TASK DIRECTIONS: Render every line of the data below as a Markdown table with the columns Row and Text, giving each line its row number and omitting blank lines.

LISTED RECORDS:
------------

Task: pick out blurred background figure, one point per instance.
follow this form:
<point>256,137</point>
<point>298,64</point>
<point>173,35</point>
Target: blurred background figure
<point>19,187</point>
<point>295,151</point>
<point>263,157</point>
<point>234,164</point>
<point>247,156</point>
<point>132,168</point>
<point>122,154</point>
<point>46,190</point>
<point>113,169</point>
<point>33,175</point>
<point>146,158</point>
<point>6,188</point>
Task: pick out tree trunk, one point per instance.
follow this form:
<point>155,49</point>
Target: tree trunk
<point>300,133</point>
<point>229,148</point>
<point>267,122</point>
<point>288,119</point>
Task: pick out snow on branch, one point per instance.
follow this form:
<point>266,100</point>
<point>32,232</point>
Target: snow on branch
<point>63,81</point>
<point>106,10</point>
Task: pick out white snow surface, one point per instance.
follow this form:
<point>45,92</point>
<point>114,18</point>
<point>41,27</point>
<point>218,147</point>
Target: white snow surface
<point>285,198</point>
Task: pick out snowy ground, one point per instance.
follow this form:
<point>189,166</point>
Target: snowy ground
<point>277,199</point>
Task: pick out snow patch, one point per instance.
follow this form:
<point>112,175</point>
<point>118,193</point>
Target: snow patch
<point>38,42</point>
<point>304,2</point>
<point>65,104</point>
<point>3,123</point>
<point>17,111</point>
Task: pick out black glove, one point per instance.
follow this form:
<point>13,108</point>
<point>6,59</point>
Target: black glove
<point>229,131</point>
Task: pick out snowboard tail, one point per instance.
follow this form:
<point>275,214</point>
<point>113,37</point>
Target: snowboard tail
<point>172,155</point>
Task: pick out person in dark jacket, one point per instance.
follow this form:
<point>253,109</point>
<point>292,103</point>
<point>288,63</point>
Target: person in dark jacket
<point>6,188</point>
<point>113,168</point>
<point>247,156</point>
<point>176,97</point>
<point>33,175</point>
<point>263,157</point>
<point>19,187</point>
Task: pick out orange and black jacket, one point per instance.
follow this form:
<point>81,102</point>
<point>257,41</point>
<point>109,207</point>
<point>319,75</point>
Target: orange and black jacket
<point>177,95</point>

------------

EXERCISE RESPONSE:
| Row | Text |
|---|---|
| 1 | Task: pick out blurred background figure, one point per instance. |
| 2 | follow this form: |
| 3 | <point>256,137</point> |
| 4 | <point>298,64</point> |
| 5 | <point>173,35</point> |
| 6 | Target: blurred background figure |
| 7 | <point>19,187</point> |
| 8 | <point>295,151</point> |
| 9 | <point>263,157</point> |
| 10 | <point>234,164</point> |
| 11 | <point>247,156</point> |
| 12 | <point>132,168</point> |
| 13 | <point>122,154</point> |
| 14 | <point>46,190</point> |
| 15 | <point>113,169</point> |
| 16 | <point>33,175</point> |
| 17 | <point>146,158</point> |
| 18 | <point>6,188</point> |
| 19 | Task: pick out tree trunk, one point per instance. |
| 20 | follow this form: |
| 21 | <point>155,49</point> |
| 22 | Target: tree trunk |
| 23 | <point>300,133</point> |
| 24 | <point>229,148</point> |
| 25 | <point>267,122</point> |
| 26 | <point>288,119</point> |
| 27 | Task: pick out snow on branch, one point per instance. |
| 28 | follow this form: |
| 29 | <point>266,100</point> |
| 30 | <point>32,232</point> |
| 31 | Target: snow on branch |
| 32 | <point>63,81</point> |
| 33 | <point>106,10</point> |
| 34 | Task: pick out white snow surface, one point per instance. |
| 35 | follow this form: |
| 36 | <point>45,92</point> |
| 37 | <point>114,18</point> |
| 38 | <point>41,27</point> |
| 39 | <point>218,147</point> |
| 40 | Target: white snow surface |
| 41 | <point>285,198</point> |
| 42 | Task: pick out snowy ground, one point per instance. |
| 43 | follow this form: |
| 44 | <point>189,166</point> |
| 45 | Target: snowy ground |
| 46 | <point>277,199</point> |
| 47 | Task: pick out snow patch, one point per instance. |
| 48 | follow this form: |
| 49 | <point>112,175</point> |
| 50 | <point>118,193</point> |
| 51 | Target: snow patch |
| 52 | <point>38,42</point> |
| 53 | <point>304,2</point> |
| 54 | <point>65,104</point> |
| 55 | <point>3,123</point> |
| 56 | <point>17,111</point> |
| 57 | Task: pick out black glove, one point per instance. |
| 58 | follow this form: |
| 59 | <point>13,108</point> |
| 60 | <point>6,59</point> |
| 61 | Target: black glove |
| 62 | <point>229,131</point> |
| 63 | Task: pick out snowboard tail, one point per instance. |
| 64 | follow this form: |
| 65 | <point>275,214</point> |
| 66 | <point>113,37</point> |
| 67 | Target: snowboard tail |
| 68 | <point>172,155</point> |
| 69 | Task: pick out person in dark jacket, one point per instance. |
| 70 | follow this form: |
| 71 | <point>253,109</point> |
| 72 | <point>292,103</point> |
| 73 | <point>288,63</point> |
| 74 | Target: person in dark jacket |
| 75 | <point>6,188</point> |
| 76 | <point>113,168</point> |
| 77 | <point>247,156</point> |
| 78 | <point>176,97</point> |
| 79 | <point>33,175</point> |
| 80 | <point>263,157</point> |
| 81 | <point>19,187</point> |
| 82 | Task: pick out orange and black jacket, one point per instance. |
| 83 | follow this form: |
| 84 | <point>81,102</point> |
| 85 | <point>257,41</point> |
| 86 | <point>109,207</point> |
| 87 | <point>319,75</point> |
| 88 | Target: orange and black jacket |
| 89 | <point>177,95</point> |